Images for object localization:
>>

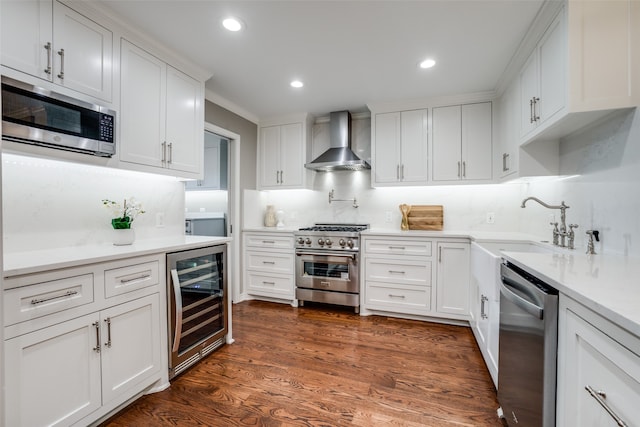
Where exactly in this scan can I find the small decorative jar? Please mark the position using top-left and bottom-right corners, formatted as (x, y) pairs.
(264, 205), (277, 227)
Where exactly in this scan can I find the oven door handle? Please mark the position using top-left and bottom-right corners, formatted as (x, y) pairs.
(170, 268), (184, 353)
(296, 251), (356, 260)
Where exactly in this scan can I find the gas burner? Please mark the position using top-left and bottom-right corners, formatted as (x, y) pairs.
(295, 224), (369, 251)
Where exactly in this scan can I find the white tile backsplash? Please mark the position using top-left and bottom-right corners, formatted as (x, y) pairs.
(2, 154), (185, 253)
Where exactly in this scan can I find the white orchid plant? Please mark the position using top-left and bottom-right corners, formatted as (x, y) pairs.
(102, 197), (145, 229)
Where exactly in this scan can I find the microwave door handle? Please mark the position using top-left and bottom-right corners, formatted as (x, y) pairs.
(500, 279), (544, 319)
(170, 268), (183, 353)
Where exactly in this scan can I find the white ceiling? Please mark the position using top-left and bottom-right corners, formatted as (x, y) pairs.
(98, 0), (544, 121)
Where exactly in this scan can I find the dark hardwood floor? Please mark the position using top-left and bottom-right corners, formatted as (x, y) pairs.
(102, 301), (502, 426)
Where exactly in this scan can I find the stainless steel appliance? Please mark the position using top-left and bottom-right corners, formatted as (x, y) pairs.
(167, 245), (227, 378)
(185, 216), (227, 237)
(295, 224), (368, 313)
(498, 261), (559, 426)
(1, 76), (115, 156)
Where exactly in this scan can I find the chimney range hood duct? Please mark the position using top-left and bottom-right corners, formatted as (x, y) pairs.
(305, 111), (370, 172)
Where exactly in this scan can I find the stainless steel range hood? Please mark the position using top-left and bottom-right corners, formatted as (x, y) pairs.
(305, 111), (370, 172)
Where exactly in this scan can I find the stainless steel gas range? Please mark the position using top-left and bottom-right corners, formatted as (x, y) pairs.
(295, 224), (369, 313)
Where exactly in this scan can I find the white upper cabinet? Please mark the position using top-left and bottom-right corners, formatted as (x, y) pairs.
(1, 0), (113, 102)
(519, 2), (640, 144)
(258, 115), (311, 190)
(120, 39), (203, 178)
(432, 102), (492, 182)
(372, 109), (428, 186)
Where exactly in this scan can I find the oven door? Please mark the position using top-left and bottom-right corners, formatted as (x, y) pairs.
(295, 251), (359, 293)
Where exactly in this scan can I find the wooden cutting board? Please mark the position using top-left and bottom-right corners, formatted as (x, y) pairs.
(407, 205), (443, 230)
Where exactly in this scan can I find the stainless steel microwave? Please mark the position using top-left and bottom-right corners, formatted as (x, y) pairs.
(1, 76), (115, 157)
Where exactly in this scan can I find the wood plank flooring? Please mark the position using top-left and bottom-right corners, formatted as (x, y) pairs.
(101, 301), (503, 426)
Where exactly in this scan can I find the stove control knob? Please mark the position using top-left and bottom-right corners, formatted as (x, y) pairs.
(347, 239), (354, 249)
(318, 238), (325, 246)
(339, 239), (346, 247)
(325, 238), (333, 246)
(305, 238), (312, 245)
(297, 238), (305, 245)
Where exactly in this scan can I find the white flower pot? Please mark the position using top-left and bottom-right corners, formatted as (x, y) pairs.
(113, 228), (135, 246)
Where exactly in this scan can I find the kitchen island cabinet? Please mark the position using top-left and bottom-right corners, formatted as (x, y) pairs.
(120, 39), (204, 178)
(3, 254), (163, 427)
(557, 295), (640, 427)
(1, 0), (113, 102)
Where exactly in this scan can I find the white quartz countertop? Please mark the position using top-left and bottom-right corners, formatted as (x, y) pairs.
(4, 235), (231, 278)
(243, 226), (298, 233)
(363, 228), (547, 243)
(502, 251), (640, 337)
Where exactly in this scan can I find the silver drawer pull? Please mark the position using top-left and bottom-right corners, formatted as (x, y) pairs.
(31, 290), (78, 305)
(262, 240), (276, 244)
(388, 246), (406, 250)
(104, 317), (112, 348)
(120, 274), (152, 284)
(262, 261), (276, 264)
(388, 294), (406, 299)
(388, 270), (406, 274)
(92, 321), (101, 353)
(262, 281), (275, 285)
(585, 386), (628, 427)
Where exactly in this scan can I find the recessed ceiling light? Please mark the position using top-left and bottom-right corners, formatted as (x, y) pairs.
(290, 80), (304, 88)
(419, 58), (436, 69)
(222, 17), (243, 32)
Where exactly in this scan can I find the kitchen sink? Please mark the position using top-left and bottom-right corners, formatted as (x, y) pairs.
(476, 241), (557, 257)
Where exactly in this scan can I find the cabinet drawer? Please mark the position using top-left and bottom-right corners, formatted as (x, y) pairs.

<<

WHAT YOU SHOULD DO: Print verbatim every line above, apart from the pictures.

TASK RESPONSE:
Where exactly in this scan can I find the small decorative jar? Please mark the position using top-left and bottom-right corners, formatted as (x, y) pairs.
(264, 205), (277, 227)
Where exactly in this scan can I find the oven door handle? Please mark the position using top-left and bottom-right corners, formatted as (x, y) pairs.
(170, 268), (184, 353)
(296, 251), (356, 260)
Where exactly in this scan can I find the gas burner? Please mark the position using top-left and bottom-right corners, formatted as (x, y) pairs.
(295, 224), (369, 251)
Where exactly in this scan can I find the white tile backsplash? Please mark the position using top-left and bottom-right corners, formatted as (x, y) pairs.
(2, 154), (185, 253)
Where exactly in this scan can I find the white orchid plant? Please mark the position using top-left and bottom-right corners, formatted as (x, y) pairs.
(102, 197), (145, 229)
Where exactly in this scan can I find the microwave door handle? Please mark the position using top-left and bottom-right corners, formatted as (x, y) pairs.
(500, 279), (544, 319)
(170, 268), (183, 353)
Where exactly in this scan can I find the white ceiling? Please mark the position using top-left and bottom-right corners, formatted as (x, y) pairs.
(98, 0), (544, 121)
Where exactly in this scan can I find the dark hardwood floor? Please mark the position using top-left and bottom-right corners, formatted as (x, y) pairs.
(102, 301), (502, 426)
Where exactly in this scan can I find the stainless steel appliance? Please mark the position using top-left and bottom-right corners, formatted as (x, y) pairs.
(167, 245), (227, 378)
(185, 216), (227, 237)
(295, 224), (368, 313)
(498, 261), (559, 426)
(1, 76), (115, 156)
Where exactly in this scan can I find the chimney range hood duct? Please mark the position using top-left and bottom-right corners, formatted as (x, y) pairs.
(305, 111), (370, 172)
Where exactly in this scan can I find the stainless steel range hood? Please mark the position using top-left and bottom-right corners, formatted as (x, y) pairs.
(305, 111), (370, 172)
Where exactly in this scan can I find the stainless steel gas range? Please mark the position using top-left and bottom-right corners, formatted as (x, y) pairs.
(295, 224), (369, 313)
Where exactly in this scan can I find the white upper cabinet? Please mark the position using top-left and bottom-right corners, formatted as (x, y) pairs.
(1, 0), (113, 102)
(519, 2), (640, 144)
(258, 115), (311, 190)
(120, 39), (203, 178)
(432, 102), (492, 182)
(372, 109), (428, 186)
Where exactly in this scan can I find the oven door? Please mark the position using top-left and bottom-right corners, formatted as (x, y) pairs.
(295, 251), (359, 293)
Where exactly in this scan can I find the wooden cutting board? Please mark the position using top-left and bottom-right corners, formatted as (x, y) pairs.
(407, 205), (443, 230)
Where exactly in this scan can I find the stainless steel microwave? Please mark the position using top-left and bottom-right corners, formatted as (x, y) pairs.
(1, 76), (115, 157)
Where exactly in this scan can I find the wood plank flooring? Please mark the position using top-left and bottom-right corners, formatted as (x, y) pairs.
(101, 301), (503, 426)
Where exactly in this scan can I find the stove control knob? Please mark the position using top-left and bottom-right corners, formatted as (x, y) pairs.
(347, 239), (354, 249)
(318, 238), (325, 246)
(339, 239), (346, 247)
(325, 238), (333, 246)
(305, 238), (312, 245)
(297, 238), (305, 245)
Where exactly in this scan can I find the white flower pot? Please mark the position using top-left and bottom-right corners, formatted as (x, y) pairs.
(113, 228), (135, 246)
Where exactly in this scan can I find the kitchen island cabinet? Please mark the position using top-left and bottom-right corners, formatted as (x, y) pairs.
(120, 39), (204, 178)
(3, 254), (163, 427)
(557, 295), (640, 427)
(1, 0), (113, 102)
Where exactly in this scan can I find the white quartz countertop? Please mark the position using top-left and bottom-right corners, formatted as (x, y) pairs.
(4, 235), (231, 278)
(243, 226), (298, 233)
(363, 228), (547, 243)
(502, 251), (640, 337)
Where exactly in this scan can I find the silver drawer pull? Please mark the position using top-left and bottom-right corners, formatted as (x, y) pairs.
(31, 290), (78, 305)
(262, 240), (276, 244)
(388, 246), (406, 250)
(104, 317), (112, 348)
(120, 274), (152, 284)
(262, 261), (276, 264)
(388, 294), (406, 299)
(388, 270), (406, 274)
(92, 321), (101, 353)
(262, 281), (275, 285)
(585, 386), (628, 427)
Where exactly in this scan can I find the recessed ceiling light? Please mark the position using top-left and bottom-right corners, formatted as (x, y) pairs.
(290, 80), (304, 88)
(419, 58), (436, 69)
(222, 17), (243, 32)
Where exactly in this scan can I find the kitchen sink? Please mark the position using top-left and bottom-right corners, formatted as (x, y) pairs.
(476, 241), (557, 257)
Where exactly in this scan can I find the cabinet drawer? Please mark the position using top-left and bottom-right corners, formatted as (x, y) pairs.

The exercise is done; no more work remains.